→ **Required work**:
Using the listing below, set down each line from the line containing "Target: white fascia trim" through the line containing "Target: upper story window", both ends included, exactly and with nothing added.

┌──

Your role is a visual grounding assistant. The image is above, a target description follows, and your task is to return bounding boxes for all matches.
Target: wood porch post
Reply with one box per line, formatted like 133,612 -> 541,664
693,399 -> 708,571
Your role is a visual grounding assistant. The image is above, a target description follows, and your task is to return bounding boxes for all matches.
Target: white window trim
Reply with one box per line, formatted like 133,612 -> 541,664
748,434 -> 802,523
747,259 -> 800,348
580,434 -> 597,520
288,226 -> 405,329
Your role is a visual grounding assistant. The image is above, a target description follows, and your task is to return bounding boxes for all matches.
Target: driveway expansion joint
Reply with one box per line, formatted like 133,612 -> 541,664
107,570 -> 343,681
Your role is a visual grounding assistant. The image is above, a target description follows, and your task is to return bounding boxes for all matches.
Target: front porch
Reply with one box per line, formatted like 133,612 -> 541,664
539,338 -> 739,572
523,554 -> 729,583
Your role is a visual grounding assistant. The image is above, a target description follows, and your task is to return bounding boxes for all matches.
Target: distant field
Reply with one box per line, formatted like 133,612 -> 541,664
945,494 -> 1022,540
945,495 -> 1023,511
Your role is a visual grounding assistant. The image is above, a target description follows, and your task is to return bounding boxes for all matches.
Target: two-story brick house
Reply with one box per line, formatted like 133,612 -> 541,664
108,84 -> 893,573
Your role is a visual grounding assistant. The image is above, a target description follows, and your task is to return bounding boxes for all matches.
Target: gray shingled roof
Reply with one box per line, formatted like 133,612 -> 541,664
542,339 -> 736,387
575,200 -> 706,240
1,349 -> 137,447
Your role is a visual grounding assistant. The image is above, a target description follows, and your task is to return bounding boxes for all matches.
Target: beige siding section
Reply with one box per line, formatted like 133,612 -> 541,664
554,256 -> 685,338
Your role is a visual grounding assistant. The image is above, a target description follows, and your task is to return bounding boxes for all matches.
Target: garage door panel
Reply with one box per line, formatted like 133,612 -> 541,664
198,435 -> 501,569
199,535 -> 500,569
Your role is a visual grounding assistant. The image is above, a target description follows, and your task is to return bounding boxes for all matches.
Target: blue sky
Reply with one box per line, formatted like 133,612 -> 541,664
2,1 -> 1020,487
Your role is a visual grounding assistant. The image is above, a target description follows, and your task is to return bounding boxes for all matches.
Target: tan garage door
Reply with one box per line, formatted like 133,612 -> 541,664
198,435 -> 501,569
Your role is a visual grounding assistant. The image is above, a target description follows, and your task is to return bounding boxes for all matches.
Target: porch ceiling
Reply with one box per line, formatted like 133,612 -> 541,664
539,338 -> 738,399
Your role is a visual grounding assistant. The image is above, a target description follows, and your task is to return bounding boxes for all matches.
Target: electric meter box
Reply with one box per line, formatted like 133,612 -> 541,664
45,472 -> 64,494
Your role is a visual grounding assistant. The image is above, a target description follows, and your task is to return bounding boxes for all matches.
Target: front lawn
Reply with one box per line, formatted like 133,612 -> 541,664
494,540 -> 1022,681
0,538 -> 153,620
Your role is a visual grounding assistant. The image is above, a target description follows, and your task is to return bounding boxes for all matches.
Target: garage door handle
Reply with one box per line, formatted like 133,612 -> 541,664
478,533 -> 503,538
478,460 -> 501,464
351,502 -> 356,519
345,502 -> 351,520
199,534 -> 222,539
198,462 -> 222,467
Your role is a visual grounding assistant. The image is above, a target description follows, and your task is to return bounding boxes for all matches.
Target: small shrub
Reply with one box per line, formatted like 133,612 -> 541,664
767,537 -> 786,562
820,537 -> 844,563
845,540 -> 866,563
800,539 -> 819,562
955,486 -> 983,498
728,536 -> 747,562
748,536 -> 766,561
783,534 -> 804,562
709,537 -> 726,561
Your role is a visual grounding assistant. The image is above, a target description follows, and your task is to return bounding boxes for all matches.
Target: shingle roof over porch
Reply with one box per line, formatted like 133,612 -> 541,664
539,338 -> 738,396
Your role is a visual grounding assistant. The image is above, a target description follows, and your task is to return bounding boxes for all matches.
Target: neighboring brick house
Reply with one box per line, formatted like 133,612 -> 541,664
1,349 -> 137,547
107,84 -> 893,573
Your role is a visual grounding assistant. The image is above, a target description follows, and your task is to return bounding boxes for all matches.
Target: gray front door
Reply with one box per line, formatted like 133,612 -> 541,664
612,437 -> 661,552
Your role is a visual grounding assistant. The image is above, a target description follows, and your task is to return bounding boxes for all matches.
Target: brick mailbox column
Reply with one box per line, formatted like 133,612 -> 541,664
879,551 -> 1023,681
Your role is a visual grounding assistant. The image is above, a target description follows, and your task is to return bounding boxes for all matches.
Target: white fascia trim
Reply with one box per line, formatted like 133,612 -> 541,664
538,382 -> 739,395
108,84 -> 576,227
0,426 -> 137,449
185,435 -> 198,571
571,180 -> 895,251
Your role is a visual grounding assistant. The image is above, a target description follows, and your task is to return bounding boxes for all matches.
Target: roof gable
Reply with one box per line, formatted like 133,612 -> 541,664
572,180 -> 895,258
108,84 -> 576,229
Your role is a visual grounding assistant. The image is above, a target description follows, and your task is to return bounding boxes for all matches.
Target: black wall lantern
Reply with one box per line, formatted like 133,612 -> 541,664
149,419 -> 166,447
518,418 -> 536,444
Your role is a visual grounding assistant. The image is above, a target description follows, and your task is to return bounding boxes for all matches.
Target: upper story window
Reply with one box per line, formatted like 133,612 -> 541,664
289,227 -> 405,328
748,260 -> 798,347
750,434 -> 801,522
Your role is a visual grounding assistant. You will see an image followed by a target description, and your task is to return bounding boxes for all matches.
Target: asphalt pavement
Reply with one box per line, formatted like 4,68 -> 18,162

└──

→ **Result of the task**:
Target: white fascia trim
Reply with one box per line, formatted like 133,612 -> 541,664
538,382 -> 739,395
108,84 -> 576,227
0,426 -> 137,449
185,435 -> 198,571
571,180 -> 895,251
Your role is a visual grounding assistant. The image is above, a target description follows, and your task is to return bounding boxes for all matches.
Target: roof gable
Reply with one box per line, formatted like 133,612 -> 541,664
572,180 -> 895,258
108,84 -> 576,229
Your role is a visual grounding assistant. The image is above, a target description follows, and your task is to return bounding boxes for all matches.
Target: black wall lantern
Reply with one box per line, formatted like 133,612 -> 541,664
149,419 -> 166,447
518,418 -> 536,444
Your role is a visual grounding assistant. The image is above, a target description follows, and your task is to return bounding boxes for all matches.
Target: upper story window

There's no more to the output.